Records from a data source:
┌──

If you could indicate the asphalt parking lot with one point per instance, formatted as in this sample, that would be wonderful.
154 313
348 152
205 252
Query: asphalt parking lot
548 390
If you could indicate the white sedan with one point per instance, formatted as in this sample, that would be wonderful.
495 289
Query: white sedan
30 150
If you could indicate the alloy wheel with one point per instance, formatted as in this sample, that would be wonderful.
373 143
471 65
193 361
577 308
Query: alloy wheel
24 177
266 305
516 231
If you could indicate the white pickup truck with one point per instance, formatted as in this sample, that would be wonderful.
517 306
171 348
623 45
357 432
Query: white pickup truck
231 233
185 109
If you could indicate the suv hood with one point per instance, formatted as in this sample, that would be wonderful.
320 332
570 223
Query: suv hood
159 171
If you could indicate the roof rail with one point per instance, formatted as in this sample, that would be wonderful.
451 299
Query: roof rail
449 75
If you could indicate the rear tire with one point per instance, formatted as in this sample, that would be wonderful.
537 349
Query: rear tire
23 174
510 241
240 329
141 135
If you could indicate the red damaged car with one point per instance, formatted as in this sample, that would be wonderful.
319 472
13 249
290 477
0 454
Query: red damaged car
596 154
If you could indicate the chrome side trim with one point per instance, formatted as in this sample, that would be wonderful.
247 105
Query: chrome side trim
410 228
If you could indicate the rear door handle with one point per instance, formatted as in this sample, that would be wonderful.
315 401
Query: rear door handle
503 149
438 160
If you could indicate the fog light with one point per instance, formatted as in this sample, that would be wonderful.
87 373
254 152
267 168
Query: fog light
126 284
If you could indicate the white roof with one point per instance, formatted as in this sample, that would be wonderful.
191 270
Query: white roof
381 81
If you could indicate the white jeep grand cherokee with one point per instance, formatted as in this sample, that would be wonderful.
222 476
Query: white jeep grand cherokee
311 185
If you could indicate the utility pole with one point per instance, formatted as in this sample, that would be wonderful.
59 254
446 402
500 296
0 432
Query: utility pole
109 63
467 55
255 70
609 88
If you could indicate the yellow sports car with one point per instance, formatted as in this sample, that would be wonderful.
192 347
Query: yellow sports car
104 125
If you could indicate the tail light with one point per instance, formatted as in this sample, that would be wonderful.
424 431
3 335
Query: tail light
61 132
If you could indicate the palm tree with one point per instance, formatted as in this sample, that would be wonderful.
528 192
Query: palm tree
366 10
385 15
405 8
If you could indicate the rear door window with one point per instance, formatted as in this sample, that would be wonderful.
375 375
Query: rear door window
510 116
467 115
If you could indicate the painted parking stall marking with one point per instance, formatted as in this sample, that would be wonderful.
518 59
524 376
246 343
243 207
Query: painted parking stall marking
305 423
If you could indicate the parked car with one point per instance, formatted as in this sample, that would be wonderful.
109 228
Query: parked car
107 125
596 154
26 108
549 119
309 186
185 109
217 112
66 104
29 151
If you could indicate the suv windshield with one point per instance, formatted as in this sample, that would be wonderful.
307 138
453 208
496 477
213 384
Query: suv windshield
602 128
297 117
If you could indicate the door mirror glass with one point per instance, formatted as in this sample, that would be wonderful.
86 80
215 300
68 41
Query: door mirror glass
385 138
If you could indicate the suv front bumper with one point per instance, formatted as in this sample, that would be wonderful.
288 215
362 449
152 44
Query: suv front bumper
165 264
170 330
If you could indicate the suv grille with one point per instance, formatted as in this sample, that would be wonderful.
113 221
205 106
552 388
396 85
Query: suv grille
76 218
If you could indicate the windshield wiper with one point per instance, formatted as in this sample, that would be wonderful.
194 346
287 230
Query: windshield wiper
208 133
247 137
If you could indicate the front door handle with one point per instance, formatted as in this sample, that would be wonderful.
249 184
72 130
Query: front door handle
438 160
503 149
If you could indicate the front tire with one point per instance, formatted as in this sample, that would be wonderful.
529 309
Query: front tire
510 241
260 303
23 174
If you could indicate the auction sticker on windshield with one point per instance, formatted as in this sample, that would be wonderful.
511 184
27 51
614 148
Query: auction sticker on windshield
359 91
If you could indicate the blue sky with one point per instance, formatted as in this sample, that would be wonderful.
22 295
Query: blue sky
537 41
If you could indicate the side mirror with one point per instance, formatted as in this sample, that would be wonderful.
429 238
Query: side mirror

└──
┌──

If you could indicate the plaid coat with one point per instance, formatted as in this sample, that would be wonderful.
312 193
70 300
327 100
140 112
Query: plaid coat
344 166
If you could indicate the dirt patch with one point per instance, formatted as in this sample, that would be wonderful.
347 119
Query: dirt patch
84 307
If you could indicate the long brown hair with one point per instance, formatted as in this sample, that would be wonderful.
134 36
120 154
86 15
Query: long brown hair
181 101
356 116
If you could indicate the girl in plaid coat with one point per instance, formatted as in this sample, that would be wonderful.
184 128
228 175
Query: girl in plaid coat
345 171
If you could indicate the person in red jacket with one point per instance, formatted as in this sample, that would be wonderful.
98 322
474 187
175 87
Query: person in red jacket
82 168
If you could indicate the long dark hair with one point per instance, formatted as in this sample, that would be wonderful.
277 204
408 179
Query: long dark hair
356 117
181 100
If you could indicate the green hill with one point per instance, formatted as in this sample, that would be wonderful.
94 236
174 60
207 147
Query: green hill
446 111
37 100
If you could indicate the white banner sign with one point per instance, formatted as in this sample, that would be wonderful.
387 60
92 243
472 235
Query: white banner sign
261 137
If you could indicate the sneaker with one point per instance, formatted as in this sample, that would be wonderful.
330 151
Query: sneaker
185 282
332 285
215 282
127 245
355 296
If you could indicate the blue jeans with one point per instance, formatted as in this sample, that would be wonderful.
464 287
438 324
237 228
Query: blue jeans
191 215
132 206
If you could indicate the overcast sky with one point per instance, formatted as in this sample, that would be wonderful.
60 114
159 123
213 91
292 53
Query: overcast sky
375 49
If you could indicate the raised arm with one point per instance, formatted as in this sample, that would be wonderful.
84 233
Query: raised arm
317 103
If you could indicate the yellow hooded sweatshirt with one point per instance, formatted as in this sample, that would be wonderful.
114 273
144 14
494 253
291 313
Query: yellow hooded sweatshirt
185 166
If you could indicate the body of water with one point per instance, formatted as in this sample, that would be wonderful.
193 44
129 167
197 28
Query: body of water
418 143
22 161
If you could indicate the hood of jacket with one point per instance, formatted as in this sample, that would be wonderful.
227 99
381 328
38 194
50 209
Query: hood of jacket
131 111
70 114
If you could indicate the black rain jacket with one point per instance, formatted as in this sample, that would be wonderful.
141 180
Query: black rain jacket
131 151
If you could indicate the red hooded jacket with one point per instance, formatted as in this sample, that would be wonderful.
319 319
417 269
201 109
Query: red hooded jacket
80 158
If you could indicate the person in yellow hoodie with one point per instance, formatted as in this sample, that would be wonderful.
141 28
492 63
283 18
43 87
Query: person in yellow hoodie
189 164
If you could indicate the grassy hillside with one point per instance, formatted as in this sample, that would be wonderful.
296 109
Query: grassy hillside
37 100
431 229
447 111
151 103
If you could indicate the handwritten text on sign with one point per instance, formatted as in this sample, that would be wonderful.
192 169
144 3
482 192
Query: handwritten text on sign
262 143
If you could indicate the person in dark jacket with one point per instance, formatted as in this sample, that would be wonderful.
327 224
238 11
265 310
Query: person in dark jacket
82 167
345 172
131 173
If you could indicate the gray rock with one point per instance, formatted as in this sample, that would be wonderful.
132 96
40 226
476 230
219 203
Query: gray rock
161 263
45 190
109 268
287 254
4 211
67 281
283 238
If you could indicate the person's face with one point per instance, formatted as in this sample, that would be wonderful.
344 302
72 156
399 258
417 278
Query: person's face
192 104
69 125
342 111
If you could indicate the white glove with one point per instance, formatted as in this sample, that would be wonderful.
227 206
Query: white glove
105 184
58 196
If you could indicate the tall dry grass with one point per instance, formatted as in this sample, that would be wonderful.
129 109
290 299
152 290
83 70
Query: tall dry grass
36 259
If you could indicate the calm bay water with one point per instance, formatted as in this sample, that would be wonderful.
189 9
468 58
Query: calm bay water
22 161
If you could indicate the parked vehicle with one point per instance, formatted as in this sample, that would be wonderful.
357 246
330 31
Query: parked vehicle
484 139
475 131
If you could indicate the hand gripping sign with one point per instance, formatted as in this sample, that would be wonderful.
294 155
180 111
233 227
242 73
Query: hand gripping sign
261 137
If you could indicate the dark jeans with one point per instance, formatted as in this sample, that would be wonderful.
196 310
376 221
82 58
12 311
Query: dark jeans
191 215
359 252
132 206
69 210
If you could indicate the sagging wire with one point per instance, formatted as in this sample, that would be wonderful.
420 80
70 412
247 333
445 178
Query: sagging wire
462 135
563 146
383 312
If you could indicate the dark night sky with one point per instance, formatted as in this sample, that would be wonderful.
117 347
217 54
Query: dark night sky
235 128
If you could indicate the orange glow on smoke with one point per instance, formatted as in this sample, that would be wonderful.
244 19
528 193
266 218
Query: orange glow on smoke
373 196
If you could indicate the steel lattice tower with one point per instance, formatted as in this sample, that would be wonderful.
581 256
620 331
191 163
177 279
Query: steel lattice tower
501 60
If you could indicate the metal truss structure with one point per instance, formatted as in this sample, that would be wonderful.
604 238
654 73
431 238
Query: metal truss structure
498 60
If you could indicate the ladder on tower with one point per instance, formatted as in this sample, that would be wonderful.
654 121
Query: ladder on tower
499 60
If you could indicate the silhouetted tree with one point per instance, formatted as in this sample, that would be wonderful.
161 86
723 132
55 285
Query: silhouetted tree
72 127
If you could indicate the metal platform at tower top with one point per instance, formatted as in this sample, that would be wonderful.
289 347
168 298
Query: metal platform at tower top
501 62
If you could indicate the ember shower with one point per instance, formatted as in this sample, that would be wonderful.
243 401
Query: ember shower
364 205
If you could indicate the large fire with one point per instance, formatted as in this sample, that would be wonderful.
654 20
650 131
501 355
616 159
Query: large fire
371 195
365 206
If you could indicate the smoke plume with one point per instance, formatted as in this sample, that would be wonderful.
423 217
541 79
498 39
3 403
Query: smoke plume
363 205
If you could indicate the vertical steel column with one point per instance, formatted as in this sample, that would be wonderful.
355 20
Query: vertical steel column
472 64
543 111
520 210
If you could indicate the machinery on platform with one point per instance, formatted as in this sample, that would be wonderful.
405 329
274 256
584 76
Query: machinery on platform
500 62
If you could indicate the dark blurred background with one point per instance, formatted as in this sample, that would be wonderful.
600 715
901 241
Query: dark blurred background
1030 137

└──

- AIM OF THE TASK -
Report every line of the data above that contains the string "silhouetted", treating uppercase and lowercase letters as distinct.

- CORRECT ANSWER -
If you could indicate the silhouetted tree with one point per instance, formatted as in this sample, that would be wonderful.
Query: silhouetted tree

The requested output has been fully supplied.